● **Selected text**
Debt is crucial for business. It helps companies to maintain operations and propel growth plans. It keeps the economic wheels of our nation turning. As such, the government encourages entrepreneurs to take loans – and you can deduct loan interest from your income when preparing tax returns.
But entrepreneurs can make mistakes. For example, such errors could cripple an events business.
A lot has changed in the events industry due to the pandemic. Strict rules on crowd control and venue management and limitations of in-person interactions have pushed leaders in the events industry to reconsider business models. They are also quicker to take out insurance against inherent risks in the special events industry. However, the basic principles of debt management have not changed.
This article highlights some of the debt mistakes that entrepreneurs in the events industry are prone to make. But first, a look at why businesses are likely to make mistakes when they borrow.
The pandemic has permanently changed the events industry
Firms in the events industry were amongst the worst hit by the contagion. A recent article published by the Johnson and Wales University reveals the following economic impacts:
- 96% of event professionals experienced cancellations.
- More than 50% of planners and 73% of suppliers expect a negative economic impact.
- 21% of industry players feel that the economic effects will persist beyond 2023.
But, there is light at the end of the tunnel. Industry leaders envision a new business model – hybrid events. Or events that significantly incorporate technology to enhance virtual interactions.
The refreshed model presents vast opportunities for entrepreneurs. When business opportunity encounters low-cost financing (under the guise of pandemic relief lending support), you could borrow without proper consideration and make mistakes.
If the errors are unchecked, it could cripple your events business. Here’s a look at some of the mistakes and how you can avoid them.
Mistake #1. Securing debt to finance a faulty business model
Many entrepreneurs fall into this trap. If your event business was not profitable before the pandemic, a cash injection in the form of debt cannot fix it. It will only make the problems worse.
If the business could not cover the overhead or not generate enough revenues, you should address the real issue. Examine your pricing, costs, and marketing strategy. The problem is in the margins or sales volumes. When you inject cash into an unprofitable firm, you could cripple the business with endless debt payments. Start by fixing the profitability problem, then consider taking a loan.
Mistake #2. Securing debt while you have a poor business strategy
When you have an excellent strategy, debt helps to boost investment in sales and enhance efficiencies. Debt makes businesses grow. However, investing in activities that would not result in an exponential increase in revenue is a mistake. You could cripple the company.
Do you have a clear (proven) strategy on how debt will result in revenue growth? The strategic activities you intend to spend on will indicate the chances of revenue growth. Vague activities will not generate sufficient revenues to service the debt and you could cripple the business.
How do you avoid this pitfall? Consult extensively before taking debt. Have your strategy thoroughly tested and questioned.

● **Data shown**

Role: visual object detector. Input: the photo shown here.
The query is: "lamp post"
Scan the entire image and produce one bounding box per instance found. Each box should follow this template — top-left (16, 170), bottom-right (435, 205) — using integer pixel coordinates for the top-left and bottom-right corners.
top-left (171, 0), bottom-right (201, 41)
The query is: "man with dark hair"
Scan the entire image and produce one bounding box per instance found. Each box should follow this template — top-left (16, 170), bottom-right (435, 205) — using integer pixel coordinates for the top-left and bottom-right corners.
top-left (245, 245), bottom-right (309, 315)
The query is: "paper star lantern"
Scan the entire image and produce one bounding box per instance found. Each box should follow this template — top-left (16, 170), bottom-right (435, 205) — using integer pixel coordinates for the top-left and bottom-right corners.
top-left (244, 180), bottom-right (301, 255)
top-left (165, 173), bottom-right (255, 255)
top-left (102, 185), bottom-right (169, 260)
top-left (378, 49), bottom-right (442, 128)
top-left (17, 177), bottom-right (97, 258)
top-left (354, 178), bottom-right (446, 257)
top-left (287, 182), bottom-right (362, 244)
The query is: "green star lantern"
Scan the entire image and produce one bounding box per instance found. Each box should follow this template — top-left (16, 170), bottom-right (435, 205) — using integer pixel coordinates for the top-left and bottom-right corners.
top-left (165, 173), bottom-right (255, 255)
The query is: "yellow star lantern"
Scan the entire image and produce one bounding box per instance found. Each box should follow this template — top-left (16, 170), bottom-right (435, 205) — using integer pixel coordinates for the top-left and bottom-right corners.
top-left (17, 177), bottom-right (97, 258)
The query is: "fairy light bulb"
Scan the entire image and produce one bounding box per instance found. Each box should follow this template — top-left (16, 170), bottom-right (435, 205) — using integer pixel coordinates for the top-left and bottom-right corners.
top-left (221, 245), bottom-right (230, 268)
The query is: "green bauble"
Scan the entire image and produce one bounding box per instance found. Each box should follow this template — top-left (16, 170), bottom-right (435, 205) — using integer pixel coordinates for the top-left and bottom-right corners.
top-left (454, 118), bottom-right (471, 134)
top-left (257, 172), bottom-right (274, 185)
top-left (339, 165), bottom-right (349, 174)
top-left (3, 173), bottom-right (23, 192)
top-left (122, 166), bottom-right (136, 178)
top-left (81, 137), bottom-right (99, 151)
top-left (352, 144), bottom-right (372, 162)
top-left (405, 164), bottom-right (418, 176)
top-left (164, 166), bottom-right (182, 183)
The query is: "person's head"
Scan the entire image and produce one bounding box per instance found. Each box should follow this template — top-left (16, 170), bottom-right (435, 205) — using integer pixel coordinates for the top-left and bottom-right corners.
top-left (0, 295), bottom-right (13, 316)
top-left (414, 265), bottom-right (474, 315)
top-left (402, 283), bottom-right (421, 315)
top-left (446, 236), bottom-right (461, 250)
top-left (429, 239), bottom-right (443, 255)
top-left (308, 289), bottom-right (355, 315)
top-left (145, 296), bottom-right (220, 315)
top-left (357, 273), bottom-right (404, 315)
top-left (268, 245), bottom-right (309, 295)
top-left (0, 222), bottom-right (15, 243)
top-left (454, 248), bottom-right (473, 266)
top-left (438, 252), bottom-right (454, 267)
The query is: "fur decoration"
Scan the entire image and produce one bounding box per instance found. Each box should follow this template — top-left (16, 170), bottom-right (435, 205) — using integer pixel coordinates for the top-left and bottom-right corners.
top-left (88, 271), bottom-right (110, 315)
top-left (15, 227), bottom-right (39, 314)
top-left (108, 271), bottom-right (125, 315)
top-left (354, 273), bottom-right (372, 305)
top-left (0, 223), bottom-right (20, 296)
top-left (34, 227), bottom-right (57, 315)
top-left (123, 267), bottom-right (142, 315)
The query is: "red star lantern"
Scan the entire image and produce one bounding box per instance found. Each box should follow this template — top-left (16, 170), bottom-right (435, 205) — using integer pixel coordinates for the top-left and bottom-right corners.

● **Requirement 1**
In the article on debt mistakes in the events industry, transcribe the passage between "The pandemic has" and "enhance virtual interactions.", inclusive.
● **Requirement 2**
What share of event professionals experienced cancellations, according to the article on debt mistakes in the events industry?

● **Reply 1**
The pandemic has permanently changed the events industry
Firms in the events industry were amongst the worst hit by the contagion. A recent article published by the Johnson and Wales University reveals the following economic impacts:
- 96% of event professionals experienced cancellations.
- More than 50% of planners and 73% of suppliers expect a negative economic impact.
- 21% of industry players feel that the economic effects will persist beyond 2023.
But, there is light at the end of the tunnel. Industry leaders envision a new business model – hybrid events. Or events that significantly incorporate technology to enhance virtual interactions.

● **Reply 2**
96% of event professionals experienced cancellations.